What is expected –
Using the records below, copy out exactly the line that contains "Task: spot one point per instance of the window reflection." and every line that follows it, up to and including the last, and no others.

Pointing dataset records –
§ §
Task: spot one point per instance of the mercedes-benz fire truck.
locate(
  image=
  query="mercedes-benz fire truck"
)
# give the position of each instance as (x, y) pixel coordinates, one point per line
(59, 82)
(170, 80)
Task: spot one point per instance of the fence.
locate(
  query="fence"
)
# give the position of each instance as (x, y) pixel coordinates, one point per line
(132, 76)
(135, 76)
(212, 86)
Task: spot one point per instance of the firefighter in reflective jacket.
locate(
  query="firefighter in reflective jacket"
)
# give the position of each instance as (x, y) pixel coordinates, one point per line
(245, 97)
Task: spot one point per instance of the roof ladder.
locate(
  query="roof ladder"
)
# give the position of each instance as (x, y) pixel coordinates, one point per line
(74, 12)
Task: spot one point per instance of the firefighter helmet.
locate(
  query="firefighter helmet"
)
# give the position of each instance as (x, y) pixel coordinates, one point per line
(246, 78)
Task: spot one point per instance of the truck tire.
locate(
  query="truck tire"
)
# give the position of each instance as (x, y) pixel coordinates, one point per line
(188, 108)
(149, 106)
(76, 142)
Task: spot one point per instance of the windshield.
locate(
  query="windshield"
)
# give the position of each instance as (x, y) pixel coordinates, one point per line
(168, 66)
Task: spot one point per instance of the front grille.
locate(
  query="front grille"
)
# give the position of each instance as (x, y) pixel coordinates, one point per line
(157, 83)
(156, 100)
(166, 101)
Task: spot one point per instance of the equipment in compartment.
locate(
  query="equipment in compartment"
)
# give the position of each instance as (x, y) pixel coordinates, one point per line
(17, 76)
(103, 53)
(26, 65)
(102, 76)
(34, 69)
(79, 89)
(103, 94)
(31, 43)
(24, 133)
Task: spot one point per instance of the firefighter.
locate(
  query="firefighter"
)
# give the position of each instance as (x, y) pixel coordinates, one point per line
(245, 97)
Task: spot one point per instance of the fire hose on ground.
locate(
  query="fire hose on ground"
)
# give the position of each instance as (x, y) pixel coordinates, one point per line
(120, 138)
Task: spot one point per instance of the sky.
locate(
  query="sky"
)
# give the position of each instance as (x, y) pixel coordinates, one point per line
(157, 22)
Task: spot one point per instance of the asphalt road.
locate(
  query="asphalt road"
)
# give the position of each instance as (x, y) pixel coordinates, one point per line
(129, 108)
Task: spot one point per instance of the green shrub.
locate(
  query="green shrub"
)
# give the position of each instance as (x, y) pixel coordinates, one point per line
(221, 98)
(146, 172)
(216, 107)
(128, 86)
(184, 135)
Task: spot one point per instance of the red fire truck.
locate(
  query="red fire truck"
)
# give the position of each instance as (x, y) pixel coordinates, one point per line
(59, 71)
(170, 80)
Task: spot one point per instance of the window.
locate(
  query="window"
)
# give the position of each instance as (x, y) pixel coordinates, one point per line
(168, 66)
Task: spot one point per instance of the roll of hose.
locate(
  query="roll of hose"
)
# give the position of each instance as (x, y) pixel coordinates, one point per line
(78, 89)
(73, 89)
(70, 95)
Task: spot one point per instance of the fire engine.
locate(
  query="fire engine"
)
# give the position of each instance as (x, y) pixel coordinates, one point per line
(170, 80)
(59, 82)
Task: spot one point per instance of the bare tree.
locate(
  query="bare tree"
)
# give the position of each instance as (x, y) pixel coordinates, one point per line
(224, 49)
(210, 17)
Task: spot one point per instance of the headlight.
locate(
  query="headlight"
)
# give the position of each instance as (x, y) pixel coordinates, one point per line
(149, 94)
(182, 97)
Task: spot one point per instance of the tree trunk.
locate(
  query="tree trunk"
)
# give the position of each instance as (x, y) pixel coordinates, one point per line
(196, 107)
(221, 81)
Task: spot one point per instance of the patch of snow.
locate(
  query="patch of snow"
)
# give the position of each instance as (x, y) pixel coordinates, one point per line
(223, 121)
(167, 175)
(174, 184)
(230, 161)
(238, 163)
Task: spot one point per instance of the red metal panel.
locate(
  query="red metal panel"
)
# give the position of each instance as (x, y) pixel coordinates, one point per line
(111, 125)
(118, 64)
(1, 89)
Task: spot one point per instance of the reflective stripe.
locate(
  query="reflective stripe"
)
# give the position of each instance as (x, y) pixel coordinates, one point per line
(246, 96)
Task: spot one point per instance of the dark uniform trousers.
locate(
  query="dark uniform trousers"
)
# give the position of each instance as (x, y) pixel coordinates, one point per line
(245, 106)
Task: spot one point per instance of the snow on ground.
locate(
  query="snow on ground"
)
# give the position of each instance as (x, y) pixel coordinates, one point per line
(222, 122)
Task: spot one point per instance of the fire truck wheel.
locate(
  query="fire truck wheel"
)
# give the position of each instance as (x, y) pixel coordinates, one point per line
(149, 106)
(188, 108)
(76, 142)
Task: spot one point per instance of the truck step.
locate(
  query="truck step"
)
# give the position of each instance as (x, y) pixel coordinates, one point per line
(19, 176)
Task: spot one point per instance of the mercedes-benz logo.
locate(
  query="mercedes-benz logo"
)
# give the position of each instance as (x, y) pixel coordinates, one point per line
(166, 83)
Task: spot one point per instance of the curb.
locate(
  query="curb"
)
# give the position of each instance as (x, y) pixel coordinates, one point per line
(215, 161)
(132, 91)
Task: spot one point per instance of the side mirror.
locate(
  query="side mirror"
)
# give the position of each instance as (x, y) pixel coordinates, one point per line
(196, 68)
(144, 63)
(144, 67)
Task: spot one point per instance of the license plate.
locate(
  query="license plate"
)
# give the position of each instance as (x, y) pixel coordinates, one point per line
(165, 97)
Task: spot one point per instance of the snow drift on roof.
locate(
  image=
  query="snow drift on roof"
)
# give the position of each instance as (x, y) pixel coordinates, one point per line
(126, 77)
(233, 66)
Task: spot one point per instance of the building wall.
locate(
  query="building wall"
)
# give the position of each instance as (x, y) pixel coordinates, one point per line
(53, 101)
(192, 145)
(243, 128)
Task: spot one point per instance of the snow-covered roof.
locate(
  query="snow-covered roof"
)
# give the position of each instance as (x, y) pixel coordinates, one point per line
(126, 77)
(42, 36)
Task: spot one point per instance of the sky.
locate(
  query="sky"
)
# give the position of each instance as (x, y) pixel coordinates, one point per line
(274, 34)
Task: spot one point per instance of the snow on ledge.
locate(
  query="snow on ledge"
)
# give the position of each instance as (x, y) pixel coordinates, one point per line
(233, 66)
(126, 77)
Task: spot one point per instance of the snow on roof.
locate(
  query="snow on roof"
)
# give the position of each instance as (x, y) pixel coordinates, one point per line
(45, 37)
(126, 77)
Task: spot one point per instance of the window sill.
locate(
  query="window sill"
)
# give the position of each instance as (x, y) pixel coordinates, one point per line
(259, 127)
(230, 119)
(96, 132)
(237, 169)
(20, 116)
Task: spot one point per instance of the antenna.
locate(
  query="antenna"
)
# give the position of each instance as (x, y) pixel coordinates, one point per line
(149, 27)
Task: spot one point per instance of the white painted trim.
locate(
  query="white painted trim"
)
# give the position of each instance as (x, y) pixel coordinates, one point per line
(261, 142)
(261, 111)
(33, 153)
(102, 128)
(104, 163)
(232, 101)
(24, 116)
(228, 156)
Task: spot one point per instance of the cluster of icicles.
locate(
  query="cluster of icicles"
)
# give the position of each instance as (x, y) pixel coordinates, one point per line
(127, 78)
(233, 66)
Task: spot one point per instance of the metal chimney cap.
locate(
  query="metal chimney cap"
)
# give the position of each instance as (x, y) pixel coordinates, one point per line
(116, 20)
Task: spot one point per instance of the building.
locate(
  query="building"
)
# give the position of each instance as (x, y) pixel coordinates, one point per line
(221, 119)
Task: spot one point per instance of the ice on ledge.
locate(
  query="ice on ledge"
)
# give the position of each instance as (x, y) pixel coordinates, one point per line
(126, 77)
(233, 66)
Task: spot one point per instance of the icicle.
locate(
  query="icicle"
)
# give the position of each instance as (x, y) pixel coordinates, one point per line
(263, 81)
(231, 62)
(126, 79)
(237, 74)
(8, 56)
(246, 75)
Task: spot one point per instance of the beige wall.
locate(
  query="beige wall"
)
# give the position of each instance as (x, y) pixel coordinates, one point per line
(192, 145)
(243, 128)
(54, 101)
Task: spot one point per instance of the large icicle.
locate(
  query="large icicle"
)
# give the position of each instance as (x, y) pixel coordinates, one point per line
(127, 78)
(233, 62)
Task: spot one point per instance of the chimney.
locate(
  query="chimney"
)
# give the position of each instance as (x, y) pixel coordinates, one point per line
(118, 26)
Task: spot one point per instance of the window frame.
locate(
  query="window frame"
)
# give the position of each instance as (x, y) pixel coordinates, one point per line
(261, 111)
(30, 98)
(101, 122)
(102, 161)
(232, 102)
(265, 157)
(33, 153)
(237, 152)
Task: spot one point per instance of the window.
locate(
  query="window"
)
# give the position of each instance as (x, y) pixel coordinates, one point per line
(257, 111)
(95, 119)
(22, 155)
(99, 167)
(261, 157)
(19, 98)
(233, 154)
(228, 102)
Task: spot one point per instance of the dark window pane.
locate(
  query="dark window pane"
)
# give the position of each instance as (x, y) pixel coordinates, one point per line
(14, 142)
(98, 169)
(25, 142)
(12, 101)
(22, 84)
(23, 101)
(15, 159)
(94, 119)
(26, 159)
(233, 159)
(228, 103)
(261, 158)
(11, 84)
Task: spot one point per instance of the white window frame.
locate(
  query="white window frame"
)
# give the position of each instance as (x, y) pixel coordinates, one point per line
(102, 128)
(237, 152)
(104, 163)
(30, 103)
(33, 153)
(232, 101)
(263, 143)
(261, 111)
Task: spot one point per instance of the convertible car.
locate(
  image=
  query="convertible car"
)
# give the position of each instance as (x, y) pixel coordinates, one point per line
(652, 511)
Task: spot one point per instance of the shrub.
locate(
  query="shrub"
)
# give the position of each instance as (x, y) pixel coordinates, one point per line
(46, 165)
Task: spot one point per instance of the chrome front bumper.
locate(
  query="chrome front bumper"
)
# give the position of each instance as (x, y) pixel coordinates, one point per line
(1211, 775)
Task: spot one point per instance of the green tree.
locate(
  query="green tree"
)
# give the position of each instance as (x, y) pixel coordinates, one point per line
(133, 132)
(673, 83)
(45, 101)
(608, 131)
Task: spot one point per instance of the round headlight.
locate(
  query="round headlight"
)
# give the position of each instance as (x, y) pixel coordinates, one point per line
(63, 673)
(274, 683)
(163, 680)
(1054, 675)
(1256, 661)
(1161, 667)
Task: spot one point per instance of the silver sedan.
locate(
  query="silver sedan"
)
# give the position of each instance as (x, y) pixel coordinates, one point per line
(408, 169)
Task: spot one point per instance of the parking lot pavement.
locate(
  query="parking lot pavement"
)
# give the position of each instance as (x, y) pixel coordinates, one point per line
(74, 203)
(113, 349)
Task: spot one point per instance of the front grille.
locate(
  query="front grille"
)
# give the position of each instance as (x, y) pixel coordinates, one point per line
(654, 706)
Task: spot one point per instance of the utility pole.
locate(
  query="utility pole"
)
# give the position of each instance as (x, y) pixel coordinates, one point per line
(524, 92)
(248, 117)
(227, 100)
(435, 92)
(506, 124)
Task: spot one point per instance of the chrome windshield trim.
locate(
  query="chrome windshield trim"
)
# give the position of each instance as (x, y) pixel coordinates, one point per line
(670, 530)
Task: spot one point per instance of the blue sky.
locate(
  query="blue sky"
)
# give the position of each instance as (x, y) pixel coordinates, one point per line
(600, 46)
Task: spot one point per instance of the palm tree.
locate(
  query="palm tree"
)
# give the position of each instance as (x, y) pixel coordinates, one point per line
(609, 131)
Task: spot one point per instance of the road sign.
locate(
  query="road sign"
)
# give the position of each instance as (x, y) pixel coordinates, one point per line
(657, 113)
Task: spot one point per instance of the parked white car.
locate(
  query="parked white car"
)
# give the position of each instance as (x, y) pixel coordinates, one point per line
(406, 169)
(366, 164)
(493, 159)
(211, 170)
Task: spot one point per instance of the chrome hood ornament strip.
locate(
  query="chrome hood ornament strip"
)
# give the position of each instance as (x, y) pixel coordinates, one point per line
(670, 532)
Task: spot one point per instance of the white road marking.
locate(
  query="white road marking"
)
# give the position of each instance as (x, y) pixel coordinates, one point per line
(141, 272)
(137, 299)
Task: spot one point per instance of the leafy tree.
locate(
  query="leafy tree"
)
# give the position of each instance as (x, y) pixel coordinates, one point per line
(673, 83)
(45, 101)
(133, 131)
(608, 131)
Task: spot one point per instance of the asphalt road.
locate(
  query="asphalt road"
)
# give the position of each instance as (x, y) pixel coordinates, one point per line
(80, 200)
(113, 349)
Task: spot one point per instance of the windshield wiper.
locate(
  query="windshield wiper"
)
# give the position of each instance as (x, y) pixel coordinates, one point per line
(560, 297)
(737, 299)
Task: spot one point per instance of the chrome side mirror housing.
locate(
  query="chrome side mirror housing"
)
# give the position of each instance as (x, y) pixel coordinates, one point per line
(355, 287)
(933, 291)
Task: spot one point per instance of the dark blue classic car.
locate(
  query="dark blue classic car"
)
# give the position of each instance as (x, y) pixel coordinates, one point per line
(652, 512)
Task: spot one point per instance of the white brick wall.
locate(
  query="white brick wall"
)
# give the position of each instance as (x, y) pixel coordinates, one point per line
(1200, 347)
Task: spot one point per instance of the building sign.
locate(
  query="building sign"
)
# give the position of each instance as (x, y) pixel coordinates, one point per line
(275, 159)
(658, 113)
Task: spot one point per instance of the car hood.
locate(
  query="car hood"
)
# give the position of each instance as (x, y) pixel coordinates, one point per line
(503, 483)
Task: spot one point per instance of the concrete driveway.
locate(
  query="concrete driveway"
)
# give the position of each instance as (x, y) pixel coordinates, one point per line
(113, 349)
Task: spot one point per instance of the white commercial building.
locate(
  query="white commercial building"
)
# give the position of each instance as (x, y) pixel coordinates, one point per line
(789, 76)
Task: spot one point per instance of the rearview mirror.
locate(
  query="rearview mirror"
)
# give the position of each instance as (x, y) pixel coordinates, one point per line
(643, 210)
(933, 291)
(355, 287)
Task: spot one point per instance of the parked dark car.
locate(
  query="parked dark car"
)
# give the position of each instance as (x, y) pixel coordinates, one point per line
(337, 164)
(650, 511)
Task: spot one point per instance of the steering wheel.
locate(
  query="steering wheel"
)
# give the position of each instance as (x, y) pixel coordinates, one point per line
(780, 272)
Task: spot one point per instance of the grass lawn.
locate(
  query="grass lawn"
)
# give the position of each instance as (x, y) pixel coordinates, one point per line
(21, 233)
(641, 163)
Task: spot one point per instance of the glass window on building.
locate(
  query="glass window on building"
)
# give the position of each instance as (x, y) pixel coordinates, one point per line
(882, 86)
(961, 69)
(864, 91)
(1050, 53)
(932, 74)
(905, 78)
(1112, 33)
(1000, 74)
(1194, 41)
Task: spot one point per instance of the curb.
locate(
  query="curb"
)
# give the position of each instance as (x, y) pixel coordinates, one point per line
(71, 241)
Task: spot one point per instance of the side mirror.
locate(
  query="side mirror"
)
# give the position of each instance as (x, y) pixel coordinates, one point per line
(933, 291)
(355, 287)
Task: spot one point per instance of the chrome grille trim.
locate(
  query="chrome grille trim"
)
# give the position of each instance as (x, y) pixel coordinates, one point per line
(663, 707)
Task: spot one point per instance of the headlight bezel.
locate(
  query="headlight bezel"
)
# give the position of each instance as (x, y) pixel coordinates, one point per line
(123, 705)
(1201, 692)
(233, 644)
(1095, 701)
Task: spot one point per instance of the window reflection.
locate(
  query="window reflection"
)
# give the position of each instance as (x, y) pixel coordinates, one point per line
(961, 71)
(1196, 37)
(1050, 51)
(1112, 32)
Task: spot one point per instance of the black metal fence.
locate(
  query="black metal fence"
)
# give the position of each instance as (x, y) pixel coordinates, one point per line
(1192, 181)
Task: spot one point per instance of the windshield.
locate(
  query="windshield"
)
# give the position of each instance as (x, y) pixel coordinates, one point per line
§ §
Response –
Task: spot one point per instance of the window reflection.
locate(
  query="window reflection"
)
# give the position of each instance as (x, y) pixel coordinates, one point per line
(961, 71)
(1196, 37)
(1050, 51)
(1112, 32)
Task: spot one point per instance of the black metal fence.
locate(
  query="black metal fence"
)
# give the position of each instance as (x, y) pixel coordinates, one point per line
(1192, 181)
Task: spot one point per instance of the windshield.
locate(
  query="windshield"
)
# give the position of each instance as (x, y) pixel coordinates, one point per line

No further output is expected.